Saved entries

::::

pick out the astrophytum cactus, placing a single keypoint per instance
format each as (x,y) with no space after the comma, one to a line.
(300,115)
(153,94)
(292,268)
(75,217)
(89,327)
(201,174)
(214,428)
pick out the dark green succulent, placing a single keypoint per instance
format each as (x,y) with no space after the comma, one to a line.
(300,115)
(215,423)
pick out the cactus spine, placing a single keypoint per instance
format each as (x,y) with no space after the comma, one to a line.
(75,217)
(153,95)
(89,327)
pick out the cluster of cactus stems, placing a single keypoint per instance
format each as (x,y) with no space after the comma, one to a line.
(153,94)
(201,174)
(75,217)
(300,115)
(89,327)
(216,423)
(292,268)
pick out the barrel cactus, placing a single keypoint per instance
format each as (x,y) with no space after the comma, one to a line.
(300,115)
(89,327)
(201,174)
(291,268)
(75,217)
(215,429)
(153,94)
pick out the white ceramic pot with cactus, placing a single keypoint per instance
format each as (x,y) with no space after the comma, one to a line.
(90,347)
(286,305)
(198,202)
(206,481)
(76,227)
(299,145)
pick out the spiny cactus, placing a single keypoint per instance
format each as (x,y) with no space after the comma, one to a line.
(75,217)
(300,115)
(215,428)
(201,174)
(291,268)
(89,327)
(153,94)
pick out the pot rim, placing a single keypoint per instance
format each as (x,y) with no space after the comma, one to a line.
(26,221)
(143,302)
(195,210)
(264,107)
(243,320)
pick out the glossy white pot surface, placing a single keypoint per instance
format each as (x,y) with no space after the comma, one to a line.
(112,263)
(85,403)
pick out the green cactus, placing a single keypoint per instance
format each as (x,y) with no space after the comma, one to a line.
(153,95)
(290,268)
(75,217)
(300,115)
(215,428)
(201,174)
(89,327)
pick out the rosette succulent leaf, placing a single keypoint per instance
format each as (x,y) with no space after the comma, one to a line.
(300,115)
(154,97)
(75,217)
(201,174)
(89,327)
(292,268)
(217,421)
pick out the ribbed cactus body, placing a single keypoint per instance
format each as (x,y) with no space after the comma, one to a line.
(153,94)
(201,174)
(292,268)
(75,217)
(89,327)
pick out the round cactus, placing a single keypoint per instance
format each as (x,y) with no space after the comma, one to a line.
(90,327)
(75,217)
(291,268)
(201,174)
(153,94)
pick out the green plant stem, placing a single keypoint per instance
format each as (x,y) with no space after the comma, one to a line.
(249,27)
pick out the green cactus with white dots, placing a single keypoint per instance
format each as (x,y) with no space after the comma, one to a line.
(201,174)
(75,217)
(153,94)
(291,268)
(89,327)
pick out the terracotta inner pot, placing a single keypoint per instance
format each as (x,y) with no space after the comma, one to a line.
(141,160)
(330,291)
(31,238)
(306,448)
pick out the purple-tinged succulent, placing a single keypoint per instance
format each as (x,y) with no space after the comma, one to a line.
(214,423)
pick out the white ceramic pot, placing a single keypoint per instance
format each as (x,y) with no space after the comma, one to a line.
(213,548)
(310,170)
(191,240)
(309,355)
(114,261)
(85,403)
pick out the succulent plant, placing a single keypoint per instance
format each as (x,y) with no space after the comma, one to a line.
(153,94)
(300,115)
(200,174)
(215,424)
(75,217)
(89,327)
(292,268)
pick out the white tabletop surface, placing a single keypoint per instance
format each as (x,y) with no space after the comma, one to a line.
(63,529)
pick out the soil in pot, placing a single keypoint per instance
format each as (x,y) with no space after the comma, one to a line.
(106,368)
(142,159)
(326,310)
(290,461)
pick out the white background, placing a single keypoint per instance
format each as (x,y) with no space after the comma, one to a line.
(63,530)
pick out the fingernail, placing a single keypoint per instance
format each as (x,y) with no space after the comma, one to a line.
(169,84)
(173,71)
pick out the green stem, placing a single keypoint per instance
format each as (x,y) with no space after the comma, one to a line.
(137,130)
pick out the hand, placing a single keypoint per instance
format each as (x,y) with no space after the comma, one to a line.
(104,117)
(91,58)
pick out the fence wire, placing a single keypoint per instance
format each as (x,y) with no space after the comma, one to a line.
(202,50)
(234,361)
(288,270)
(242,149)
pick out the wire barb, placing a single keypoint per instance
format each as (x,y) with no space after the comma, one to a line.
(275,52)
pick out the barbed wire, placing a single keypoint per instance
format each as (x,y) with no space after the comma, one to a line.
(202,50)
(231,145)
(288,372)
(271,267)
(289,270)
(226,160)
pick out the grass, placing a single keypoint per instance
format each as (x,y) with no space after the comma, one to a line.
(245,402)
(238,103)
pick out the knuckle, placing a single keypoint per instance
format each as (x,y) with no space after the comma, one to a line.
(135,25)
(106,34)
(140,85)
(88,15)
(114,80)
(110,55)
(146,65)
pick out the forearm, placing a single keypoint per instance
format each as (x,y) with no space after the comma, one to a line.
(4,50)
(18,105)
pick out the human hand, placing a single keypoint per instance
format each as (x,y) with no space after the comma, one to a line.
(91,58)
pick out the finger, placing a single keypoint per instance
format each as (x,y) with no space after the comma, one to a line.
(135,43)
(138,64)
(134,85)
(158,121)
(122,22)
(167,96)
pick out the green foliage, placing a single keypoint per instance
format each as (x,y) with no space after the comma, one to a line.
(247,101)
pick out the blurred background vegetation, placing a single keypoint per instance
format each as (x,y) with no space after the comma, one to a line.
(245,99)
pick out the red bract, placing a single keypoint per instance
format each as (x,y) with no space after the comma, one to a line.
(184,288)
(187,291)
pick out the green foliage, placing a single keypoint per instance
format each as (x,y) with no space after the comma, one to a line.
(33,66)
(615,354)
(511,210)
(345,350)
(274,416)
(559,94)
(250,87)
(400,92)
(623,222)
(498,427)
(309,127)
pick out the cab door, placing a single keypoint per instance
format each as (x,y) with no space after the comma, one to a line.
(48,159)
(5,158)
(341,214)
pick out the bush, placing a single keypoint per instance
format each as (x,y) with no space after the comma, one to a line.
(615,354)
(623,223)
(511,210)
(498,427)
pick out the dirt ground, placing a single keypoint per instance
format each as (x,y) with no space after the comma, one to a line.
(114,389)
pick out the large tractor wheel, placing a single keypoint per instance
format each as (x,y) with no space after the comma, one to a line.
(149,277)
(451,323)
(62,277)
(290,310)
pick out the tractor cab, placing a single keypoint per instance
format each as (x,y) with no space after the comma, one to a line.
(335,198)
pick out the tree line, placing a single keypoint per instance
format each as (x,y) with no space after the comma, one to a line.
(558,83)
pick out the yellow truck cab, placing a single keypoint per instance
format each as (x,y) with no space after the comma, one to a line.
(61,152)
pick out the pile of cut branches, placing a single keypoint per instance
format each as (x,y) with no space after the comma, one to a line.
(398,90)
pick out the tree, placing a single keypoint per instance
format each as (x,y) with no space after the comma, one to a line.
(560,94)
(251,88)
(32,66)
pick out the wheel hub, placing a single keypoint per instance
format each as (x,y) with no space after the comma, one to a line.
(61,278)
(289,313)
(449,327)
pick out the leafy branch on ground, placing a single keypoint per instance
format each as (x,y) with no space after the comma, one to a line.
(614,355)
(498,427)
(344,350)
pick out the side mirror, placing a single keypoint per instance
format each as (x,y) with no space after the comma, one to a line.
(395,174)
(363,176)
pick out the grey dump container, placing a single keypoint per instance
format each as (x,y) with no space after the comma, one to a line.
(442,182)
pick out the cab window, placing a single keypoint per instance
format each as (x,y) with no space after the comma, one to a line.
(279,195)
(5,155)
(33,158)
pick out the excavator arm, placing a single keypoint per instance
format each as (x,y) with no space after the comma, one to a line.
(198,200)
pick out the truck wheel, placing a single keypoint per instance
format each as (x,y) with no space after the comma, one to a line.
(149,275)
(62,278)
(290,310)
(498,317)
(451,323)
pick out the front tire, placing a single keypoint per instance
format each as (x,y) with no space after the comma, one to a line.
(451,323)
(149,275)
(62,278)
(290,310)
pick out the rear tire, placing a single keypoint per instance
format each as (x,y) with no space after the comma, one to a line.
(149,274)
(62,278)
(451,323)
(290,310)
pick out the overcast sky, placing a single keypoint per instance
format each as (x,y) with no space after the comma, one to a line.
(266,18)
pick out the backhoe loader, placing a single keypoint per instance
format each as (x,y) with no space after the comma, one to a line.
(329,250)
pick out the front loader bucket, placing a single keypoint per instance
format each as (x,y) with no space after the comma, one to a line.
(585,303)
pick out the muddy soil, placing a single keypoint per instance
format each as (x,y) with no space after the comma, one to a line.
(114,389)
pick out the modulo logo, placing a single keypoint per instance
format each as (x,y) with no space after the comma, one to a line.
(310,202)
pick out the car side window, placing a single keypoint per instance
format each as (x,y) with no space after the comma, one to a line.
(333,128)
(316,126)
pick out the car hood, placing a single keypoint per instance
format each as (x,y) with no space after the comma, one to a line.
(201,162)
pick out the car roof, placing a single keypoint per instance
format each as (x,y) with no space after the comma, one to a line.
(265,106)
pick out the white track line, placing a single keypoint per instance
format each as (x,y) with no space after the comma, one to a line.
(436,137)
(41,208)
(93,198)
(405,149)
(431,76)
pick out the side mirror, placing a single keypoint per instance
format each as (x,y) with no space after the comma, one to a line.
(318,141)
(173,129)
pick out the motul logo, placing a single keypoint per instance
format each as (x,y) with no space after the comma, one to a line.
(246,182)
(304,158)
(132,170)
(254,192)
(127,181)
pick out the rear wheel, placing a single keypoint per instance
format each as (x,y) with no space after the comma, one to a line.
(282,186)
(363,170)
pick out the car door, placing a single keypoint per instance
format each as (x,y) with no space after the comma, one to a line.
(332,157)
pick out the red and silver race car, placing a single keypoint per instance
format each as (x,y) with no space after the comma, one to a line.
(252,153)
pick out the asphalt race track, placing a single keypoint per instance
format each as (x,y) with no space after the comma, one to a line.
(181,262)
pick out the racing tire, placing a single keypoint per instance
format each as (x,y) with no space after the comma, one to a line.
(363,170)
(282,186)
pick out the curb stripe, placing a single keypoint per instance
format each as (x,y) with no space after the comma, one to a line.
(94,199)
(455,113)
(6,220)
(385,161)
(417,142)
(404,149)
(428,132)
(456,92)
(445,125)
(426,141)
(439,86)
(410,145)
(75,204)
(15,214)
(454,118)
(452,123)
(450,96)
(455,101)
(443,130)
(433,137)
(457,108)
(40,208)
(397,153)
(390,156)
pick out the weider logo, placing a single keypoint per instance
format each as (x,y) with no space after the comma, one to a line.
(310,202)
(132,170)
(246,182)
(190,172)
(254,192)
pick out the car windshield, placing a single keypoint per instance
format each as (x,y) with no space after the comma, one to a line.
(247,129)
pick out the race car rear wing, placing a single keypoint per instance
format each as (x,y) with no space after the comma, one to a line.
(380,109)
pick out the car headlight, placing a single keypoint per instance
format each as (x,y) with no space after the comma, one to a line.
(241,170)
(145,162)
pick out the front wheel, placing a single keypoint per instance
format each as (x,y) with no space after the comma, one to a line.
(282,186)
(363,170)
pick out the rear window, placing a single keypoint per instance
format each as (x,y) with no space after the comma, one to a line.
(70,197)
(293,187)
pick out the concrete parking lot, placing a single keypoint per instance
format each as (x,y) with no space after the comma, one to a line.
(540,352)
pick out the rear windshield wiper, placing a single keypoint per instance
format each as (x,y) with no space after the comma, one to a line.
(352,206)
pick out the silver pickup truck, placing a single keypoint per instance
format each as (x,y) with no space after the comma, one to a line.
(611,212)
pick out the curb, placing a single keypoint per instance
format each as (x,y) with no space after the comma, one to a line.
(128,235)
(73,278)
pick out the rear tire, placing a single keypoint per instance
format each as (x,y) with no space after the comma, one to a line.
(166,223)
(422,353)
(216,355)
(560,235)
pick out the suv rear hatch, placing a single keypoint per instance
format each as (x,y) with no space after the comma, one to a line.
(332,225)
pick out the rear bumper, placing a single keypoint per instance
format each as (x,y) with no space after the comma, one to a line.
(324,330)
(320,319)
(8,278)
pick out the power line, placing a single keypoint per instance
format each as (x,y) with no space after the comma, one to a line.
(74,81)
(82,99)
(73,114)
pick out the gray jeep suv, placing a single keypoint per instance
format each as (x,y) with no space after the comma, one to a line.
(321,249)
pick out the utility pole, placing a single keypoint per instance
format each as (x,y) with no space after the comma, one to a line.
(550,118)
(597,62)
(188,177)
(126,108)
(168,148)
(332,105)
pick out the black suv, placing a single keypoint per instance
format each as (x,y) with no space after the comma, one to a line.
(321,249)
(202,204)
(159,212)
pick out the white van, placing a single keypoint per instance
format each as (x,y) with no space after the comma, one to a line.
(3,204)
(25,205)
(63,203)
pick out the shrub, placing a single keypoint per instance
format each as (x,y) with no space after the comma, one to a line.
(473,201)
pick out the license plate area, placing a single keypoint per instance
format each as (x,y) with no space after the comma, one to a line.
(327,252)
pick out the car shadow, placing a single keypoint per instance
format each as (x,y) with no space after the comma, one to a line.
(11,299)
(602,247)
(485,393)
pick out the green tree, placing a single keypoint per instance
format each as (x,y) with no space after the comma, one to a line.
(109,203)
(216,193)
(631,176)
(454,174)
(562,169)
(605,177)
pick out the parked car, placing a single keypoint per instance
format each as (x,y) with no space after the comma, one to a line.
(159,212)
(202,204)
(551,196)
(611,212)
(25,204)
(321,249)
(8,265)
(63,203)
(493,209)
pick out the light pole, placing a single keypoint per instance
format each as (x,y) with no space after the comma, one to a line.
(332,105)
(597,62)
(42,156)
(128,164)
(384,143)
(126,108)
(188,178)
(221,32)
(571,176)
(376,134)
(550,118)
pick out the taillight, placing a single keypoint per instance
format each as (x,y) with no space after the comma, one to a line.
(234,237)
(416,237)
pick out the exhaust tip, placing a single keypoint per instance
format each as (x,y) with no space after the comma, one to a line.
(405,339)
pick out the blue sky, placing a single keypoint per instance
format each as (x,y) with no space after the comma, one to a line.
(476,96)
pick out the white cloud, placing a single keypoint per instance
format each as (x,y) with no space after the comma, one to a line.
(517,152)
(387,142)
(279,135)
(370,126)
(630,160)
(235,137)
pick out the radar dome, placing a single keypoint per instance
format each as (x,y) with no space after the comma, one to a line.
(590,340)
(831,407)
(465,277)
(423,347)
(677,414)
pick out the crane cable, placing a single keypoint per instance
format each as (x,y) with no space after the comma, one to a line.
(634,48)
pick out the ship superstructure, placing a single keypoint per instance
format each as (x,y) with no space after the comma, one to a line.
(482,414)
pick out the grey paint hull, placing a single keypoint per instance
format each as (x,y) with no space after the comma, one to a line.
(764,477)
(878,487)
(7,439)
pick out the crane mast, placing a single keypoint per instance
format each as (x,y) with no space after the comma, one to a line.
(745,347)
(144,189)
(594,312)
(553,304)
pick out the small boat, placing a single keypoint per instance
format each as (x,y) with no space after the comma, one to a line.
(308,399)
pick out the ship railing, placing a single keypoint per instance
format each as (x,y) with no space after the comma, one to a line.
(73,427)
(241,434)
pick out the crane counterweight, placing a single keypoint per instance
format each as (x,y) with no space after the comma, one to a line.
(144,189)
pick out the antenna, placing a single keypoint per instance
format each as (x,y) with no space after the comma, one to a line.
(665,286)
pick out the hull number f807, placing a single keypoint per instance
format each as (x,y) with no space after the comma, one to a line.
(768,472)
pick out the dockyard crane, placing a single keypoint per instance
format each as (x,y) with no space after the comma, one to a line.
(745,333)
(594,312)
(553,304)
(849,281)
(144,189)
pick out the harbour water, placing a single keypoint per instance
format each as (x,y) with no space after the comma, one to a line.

::::

# What the task requires:
Each line of the records, from the opening one through the line holding "pick out the barrel", should be restated word for word, with nothing else in the answer.

# Answer space:
pick out the astrophytum cactus, placing a single keypoint per instance
format each as (x,y) with no space after the comma, one to a line.
(300,115)
(153,94)
(292,268)
(75,217)
(89,327)
(201,174)
(214,428)
pick out the dark green succulent, placing a single keypoint per instance
format each as (x,y) with no space after the comma, one to a line.
(300,115)
(215,423)
pick out the cactus spine, placing a single keypoint per instance
format each as (x,y) with no space after the comma, one to a line.
(75,217)
(153,95)
(89,327)
pick out the cluster of cactus stems, placing a single keypoint per instance
format each as (x,y) with no space after the comma, one to a line.
(153,94)
(201,174)
(75,217)
(300,115)
(89,327)
(216,423)
(292,268)
pick out the barrel cactus, placing a single keypoint per instance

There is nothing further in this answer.